### Problema 1
Responda com base no texto sobre os procedimentos verificatórios:
(a) Que cargo Márcio Thadeu Silva Marques ocupa na ABMP?
(b) Que dispositivos da Constituição Federal são citados na apresentação?
(c) Segundo o texto, por notícia de quem são iniciados os autos dos procedimentos verificatórios?
### Problema 2
Por favor, transcreva como lista numerada as linhas das entradas salvas que vão do início delas até a linha que contém "positive clicks: (91, 521)", ambas incluídas, sem as linhas em branco.

### Trecho selecionado
____

DA IMPOSSIBILIDADE DOS PROCEDIMENTOS JUDICIAIS VERIFICATÓRIOS DE SITUAÇÃO DE RISCO ONDE SE TEM INSTALADO O CONSELHO TUTELAR

 

 

Márcio Thadeu Silva Marques

1º Secretário da ABMP.

Membro do Centro de Apoio Operacional da Infância e da Juventude (MP/MA).

Associado do Núcleo Educação para a Justiça.

Associação de Magistrados e Promotores de Justiça.

 

 

Apresentação

 

Trata-se de breve bosquejo sobre os chamados procedimentos verificatórios, ainda admitidos pela praxe forense de alguns Estados, analisando-se sua possibilidade jurídica e sua incompatibilidade com o sistema constitucional de proteção integral previsto com as diretrizes da descentralização político-administrativa e de participação popular (CF, art. 227, § 7º c/c art. 204).

 

O que são os procedimentos verificatórios?

 

Alguns Estados têm admitido a existência de autos iniciados por notícia de repartição policial ou entidade de atendimento, em que a Autoridade Judiciária da Infância e da Juventude determina o processamento como procedimentos verificatórios, com o fito de "verificar" situação de risco (ECA, art. 98), decidindo pela aplicação de medidas protetivas, como as previstas pelos art. 101 e 129 da Lei 8.069/90.

____

Entradas salvas
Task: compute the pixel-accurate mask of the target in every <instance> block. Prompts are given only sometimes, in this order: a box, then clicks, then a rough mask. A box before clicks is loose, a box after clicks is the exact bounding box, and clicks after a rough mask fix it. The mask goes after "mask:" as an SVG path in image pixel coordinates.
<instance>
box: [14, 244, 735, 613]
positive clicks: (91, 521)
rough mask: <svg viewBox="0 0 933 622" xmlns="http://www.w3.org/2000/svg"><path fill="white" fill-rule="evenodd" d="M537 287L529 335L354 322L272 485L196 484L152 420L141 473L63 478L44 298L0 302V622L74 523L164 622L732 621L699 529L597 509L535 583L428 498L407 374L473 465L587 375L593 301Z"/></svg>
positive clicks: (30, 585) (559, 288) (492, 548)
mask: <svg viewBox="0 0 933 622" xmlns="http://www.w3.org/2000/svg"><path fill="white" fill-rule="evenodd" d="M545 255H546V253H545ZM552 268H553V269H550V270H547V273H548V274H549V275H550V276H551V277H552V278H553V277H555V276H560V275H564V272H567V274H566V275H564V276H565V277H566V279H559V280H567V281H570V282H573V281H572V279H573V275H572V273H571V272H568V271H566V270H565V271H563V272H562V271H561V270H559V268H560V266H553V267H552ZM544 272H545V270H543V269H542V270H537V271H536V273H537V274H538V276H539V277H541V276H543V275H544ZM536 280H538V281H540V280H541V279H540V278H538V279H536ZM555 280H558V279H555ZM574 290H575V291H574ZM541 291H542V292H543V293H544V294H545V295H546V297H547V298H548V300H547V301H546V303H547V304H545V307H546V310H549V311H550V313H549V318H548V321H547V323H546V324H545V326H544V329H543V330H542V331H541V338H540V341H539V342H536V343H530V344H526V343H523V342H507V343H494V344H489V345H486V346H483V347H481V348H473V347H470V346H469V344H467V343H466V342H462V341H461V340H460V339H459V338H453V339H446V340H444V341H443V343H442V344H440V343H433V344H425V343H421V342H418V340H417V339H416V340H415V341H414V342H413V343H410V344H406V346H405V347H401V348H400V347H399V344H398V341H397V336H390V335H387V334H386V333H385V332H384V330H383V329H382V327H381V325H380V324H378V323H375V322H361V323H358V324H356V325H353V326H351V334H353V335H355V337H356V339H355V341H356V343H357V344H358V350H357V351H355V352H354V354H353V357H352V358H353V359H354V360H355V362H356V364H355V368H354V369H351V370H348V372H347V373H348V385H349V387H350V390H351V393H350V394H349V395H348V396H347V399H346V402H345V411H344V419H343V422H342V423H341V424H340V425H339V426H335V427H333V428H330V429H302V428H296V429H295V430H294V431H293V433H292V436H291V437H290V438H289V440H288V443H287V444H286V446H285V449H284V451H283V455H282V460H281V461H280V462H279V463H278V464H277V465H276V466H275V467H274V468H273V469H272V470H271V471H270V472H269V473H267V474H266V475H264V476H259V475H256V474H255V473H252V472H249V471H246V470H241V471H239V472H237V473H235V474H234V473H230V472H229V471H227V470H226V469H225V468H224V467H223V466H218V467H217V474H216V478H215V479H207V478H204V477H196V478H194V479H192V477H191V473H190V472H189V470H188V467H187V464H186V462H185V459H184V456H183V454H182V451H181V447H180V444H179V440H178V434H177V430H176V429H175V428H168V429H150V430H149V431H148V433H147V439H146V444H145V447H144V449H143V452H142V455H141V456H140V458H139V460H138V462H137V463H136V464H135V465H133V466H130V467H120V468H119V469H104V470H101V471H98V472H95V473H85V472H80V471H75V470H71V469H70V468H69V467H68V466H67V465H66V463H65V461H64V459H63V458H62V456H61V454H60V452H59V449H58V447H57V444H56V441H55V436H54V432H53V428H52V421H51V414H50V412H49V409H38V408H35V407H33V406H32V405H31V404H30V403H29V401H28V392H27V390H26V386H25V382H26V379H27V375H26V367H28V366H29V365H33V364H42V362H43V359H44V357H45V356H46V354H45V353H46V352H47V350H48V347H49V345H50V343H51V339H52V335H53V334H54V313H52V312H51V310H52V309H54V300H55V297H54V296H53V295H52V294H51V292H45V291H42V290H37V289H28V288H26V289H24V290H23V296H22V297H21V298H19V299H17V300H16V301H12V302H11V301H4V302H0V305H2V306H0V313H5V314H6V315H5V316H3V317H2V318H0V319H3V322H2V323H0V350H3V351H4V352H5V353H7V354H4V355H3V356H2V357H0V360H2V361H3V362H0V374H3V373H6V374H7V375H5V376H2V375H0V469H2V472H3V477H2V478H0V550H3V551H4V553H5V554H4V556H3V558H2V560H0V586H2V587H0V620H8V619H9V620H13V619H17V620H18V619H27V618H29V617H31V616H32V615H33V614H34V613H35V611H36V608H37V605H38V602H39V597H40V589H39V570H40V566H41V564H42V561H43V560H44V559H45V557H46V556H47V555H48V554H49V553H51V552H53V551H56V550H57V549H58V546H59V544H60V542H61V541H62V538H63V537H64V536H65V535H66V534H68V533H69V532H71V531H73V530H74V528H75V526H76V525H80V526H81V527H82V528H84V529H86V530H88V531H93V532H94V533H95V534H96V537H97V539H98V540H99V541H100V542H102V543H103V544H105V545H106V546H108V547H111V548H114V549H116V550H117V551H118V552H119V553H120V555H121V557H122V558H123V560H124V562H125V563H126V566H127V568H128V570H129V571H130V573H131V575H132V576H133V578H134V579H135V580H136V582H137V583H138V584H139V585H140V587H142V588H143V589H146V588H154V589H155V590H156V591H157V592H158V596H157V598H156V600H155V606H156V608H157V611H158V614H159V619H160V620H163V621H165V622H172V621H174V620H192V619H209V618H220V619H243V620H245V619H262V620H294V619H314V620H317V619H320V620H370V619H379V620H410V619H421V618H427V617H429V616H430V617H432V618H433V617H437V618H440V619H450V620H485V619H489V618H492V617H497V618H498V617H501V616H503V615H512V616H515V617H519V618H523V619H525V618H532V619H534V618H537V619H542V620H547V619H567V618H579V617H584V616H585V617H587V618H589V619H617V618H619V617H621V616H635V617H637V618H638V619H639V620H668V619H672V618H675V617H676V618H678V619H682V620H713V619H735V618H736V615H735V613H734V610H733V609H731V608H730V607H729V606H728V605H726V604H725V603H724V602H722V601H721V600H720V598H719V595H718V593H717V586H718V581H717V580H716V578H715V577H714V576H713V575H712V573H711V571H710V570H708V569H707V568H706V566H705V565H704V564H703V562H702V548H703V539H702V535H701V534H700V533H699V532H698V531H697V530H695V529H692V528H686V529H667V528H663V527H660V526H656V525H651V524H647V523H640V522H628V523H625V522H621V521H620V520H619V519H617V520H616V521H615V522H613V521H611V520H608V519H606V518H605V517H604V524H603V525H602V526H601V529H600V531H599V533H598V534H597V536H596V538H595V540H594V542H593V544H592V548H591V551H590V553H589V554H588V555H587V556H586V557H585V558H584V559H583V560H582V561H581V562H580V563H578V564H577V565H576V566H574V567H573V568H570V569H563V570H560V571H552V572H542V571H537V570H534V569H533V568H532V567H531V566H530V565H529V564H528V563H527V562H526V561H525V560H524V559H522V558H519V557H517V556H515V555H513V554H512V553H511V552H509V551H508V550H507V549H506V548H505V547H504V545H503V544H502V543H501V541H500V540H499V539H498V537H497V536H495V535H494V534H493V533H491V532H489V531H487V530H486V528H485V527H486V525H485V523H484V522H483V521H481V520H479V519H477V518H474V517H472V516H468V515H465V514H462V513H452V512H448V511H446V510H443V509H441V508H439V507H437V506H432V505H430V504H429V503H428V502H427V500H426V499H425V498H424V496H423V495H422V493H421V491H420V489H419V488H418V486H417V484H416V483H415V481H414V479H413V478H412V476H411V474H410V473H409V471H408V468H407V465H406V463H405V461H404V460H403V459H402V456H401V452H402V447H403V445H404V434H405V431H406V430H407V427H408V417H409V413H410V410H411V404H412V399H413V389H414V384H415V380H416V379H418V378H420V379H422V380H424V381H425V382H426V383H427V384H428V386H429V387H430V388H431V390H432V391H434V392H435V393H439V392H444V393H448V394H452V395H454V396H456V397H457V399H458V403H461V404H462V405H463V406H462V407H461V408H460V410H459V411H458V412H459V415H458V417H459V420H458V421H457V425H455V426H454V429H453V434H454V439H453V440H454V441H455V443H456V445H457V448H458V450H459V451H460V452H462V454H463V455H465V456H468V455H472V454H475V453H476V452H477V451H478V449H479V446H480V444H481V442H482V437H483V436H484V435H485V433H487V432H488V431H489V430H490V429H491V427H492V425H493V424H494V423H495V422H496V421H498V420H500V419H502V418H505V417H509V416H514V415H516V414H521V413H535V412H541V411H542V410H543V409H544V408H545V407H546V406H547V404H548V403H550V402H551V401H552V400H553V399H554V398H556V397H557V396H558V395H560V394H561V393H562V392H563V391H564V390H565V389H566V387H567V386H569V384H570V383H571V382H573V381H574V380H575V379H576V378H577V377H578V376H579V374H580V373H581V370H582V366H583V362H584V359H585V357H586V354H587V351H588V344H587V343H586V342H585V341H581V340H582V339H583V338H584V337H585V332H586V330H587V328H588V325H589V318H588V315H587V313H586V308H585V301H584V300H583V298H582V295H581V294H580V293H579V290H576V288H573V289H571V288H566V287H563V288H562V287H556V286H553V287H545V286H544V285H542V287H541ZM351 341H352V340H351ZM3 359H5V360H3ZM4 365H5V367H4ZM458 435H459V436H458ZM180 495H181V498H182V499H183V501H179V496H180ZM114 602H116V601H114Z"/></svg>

____

### Resposta escrita 1
(a) 1º Secretário.
(b) O art. 227, § 7º, combinado com o art. 204.
(c) Por notícia de repartição policial ou de entidade de atendimento.

### Resposta escrita 2
1. Task: compute the pixel-accurate mask of the target in every <instance> block. Prompts are given only sometimes, in this order: a box, then clicks, then a rough mask. A box before clicks is loose, a box after clicks is the exact bounding box, and clicks after a rough mask fix it. The mask goes after "mask:" as an SVG path in image pixel coordinates.
2. <instance>
3. box: [14, 244, 735, 613]
4. positive clicks: (91, 521)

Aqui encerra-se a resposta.